RECORDS PROVIDED:
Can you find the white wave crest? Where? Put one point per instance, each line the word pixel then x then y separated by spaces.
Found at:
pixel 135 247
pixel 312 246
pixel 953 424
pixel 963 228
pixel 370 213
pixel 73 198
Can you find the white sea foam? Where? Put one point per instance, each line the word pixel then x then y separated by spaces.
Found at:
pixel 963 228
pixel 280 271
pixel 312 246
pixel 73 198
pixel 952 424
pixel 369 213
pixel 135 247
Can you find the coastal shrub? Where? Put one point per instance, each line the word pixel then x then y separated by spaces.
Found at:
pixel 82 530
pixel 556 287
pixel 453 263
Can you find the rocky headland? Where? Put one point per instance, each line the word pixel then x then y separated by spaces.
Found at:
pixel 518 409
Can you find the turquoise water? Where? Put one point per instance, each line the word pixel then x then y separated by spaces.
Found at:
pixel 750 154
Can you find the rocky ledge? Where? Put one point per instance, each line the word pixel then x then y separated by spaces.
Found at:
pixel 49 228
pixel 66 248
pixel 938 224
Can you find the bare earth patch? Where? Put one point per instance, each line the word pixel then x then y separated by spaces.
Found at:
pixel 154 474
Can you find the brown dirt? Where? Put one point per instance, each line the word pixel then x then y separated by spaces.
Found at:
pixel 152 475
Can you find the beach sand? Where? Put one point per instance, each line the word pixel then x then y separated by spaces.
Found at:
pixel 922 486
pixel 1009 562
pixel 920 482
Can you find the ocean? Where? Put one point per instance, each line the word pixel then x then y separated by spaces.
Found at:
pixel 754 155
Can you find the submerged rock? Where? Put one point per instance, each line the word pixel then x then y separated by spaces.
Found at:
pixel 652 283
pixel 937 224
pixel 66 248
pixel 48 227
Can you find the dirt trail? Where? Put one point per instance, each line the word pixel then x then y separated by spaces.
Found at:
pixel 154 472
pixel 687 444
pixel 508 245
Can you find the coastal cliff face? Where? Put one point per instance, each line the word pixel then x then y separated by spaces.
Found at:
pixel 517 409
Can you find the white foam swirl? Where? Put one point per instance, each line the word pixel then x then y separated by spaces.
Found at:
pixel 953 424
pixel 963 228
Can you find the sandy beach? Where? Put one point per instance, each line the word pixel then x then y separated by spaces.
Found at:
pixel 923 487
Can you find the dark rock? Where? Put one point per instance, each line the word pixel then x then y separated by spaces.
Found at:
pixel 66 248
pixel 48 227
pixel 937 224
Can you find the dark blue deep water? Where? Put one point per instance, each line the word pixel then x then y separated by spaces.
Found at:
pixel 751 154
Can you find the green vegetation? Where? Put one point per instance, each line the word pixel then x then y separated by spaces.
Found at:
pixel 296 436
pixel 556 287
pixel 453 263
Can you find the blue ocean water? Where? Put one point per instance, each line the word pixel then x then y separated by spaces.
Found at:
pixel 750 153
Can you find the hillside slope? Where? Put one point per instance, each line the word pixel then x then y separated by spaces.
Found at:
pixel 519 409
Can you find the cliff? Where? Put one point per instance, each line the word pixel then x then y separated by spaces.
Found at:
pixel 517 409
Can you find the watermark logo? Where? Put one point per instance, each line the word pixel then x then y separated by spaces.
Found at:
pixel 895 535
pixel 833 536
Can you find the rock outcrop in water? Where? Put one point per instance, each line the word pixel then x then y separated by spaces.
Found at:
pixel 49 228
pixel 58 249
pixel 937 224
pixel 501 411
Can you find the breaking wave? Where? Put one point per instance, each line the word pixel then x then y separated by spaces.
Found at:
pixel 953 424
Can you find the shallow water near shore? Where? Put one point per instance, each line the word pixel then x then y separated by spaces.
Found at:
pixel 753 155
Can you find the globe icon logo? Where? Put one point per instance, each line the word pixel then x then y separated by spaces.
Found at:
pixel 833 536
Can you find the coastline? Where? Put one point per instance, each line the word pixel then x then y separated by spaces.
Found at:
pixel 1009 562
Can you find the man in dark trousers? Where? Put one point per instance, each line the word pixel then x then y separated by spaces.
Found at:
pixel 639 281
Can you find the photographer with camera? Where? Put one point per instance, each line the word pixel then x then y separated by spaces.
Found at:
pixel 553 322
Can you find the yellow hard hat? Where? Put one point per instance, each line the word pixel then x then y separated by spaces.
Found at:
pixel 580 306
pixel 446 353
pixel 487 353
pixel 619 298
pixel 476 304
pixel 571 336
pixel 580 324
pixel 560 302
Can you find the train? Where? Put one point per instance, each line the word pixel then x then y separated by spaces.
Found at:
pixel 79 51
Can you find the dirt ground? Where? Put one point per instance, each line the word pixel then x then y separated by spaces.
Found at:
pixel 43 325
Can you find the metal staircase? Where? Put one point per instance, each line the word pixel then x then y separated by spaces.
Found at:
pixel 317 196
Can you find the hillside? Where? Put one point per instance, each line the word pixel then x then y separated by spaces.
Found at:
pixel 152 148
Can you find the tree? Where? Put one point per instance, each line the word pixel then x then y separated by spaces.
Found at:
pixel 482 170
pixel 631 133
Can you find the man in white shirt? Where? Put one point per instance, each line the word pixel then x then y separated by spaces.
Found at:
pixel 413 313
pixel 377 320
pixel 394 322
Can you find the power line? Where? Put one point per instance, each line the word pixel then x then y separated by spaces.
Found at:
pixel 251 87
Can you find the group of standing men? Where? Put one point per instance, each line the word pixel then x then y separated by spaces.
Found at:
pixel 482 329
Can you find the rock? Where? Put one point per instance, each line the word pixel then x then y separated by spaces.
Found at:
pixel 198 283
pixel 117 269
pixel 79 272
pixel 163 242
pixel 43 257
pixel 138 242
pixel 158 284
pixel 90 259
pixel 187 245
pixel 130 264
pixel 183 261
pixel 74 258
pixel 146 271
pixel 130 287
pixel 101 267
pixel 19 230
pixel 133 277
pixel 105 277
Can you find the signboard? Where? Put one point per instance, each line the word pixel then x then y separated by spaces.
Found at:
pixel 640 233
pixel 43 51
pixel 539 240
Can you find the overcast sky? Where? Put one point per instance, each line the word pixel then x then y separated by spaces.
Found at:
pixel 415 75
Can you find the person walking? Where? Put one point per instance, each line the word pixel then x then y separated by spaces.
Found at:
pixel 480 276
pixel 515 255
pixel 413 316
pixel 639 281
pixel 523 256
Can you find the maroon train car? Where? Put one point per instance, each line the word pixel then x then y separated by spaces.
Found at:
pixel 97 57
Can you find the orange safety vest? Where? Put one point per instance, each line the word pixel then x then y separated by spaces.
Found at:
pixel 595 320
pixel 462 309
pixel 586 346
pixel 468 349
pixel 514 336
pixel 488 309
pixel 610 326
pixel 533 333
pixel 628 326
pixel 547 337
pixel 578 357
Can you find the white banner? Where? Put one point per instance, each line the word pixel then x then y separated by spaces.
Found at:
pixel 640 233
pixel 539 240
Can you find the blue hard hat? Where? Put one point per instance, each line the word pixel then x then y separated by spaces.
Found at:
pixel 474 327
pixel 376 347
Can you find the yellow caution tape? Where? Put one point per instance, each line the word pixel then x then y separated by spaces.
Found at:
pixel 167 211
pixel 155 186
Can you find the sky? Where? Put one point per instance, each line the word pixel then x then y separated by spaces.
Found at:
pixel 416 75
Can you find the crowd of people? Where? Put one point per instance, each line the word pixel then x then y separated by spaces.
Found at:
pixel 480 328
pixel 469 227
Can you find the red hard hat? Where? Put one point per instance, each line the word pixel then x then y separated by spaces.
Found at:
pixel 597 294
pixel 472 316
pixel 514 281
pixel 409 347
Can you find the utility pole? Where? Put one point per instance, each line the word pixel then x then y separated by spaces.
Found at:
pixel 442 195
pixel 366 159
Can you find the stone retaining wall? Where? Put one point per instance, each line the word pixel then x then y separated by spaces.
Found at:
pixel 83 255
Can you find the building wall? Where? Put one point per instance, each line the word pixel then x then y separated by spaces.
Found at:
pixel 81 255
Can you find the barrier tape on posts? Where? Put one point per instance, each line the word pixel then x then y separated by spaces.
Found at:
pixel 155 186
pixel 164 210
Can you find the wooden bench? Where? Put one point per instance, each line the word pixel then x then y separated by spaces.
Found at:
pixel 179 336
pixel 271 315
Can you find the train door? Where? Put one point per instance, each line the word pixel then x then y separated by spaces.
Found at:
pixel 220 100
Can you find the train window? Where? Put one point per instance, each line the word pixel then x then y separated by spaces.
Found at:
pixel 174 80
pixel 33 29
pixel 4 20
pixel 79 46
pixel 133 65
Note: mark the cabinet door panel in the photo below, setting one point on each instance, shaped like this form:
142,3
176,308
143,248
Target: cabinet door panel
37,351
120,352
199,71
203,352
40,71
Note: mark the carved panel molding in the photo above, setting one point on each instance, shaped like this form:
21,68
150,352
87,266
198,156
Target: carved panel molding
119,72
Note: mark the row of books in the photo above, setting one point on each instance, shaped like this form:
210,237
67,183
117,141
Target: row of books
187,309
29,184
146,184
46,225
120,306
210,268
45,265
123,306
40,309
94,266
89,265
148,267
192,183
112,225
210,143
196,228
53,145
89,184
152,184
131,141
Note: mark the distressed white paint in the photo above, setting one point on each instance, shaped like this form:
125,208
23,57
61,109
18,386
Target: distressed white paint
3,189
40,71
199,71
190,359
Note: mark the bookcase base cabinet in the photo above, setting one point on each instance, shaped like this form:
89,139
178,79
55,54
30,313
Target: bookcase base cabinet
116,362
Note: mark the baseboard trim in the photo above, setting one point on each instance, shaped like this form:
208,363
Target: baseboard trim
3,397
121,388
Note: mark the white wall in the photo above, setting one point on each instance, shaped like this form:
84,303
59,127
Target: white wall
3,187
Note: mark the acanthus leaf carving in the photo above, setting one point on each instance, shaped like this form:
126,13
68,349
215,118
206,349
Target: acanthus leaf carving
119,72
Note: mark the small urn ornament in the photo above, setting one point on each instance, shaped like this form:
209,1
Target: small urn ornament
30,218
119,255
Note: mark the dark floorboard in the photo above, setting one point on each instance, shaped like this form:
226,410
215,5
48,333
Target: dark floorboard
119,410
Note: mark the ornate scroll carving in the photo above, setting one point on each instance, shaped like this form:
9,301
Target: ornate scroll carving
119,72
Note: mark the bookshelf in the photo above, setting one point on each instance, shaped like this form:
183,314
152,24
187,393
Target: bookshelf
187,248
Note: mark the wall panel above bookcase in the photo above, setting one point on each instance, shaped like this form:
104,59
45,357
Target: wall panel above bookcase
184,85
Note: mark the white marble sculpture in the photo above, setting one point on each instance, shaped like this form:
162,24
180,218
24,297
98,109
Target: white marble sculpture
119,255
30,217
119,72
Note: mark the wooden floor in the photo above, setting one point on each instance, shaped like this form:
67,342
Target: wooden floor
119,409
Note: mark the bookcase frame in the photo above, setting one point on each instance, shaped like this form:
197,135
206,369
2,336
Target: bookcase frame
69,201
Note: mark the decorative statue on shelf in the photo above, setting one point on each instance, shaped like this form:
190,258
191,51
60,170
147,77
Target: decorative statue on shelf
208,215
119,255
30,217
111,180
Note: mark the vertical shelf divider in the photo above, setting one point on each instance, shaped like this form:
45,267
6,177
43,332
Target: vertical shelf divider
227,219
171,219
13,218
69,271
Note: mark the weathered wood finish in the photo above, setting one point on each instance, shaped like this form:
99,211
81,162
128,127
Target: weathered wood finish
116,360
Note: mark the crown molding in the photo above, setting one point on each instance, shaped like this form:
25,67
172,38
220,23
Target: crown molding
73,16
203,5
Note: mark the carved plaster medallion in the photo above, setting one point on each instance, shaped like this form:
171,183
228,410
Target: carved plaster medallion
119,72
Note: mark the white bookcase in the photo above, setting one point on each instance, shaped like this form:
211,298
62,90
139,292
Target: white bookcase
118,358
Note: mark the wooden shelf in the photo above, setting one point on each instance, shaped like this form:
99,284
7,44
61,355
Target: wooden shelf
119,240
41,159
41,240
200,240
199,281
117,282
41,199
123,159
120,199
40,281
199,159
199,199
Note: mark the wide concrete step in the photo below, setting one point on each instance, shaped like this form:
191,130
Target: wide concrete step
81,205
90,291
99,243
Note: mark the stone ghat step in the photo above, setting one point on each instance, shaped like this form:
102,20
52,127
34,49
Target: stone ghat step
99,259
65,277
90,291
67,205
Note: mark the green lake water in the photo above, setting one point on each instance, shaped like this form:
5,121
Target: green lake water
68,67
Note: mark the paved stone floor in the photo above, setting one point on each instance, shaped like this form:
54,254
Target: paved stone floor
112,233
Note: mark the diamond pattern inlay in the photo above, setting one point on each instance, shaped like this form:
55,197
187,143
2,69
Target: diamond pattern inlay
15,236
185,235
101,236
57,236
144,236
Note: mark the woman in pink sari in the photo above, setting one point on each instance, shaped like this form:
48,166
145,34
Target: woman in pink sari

EXERCISE AIM:
For the material, state how many lines include the string "train"; the answer is that number alone.

EXERCISE RESULT:
4